(WRITTEN PROBLEM)
Pick up the opinion piece on the Seattle Mariners' management and continue it from its final sentence.

(READING TEXT)
+===+

The Seattle Mariners franchise needs a complete 360-degree renovation, and I know just the guy to do it: clubhouse dad, fan favorite, should-be Hall-of-Famer Edgar Martinez.
Martinez, who is currently working as the team’s hitting coach, should be named the Seattle Mariners clubhouse manager as soon as possible.
This organization needs an extreme makeover. I don’t mean just a new player here or there, I’m talking a Ty Pennington makeover, and the first domino to fall is current Mariners manager Scott Servais.
It’s not that Servais isn’t a good manager, there have definitely been worse. It’s just that the average fan can’t identify with this “Average Joe six-pack.” Servais is anonymous in terms of baseball managers.
Sure, he hasn’t had a whole lot of experience compared to guys like Ozzie Guillen, Joe Madden or Terry Francona but in his tenure thus far, Servais has yet to define a culture. That’s what the leader of your team is supposed to do better than anyone.

+===+

(DATA LINES)
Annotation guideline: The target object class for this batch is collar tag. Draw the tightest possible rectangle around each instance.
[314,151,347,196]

+===+

(TASK ANSWER)
Do you know who the average Mariners fan can identify with? Edgar Martinez. There’s a reason Martinez has a street named after him in Seattle. He famously produced “The Double,” which happens to be the most hallowed moment in franchise history.
It was the deciding game five of the 1995 American League Division Series against the despised New York Yankees. The Mariners refused to lose in the bottom of the eleventh inning with the Mariners trailing by a run. If they didn’t score, they would be eliminated and talks were ongoing about moving the franchise.
Martinez kept hopes alive, roping a double “lined down the left field line for a base hit” as immortalized by the late, great Dave Niehaus. The old Kingdome exploded as Joey Cora tied the game, and Ken Griffey Jr. raced into the Mariners history books, scoring all the way from first base.
Is it getting dusty in here or is it just me? Every time I hear that golden call, my arms fill with goosebumps. If you’re a true Seattle Mariners’ fan, you know what I’m talking about. In fact, you’re probably listening to Niehaus’ legendary call echo in your brain right now.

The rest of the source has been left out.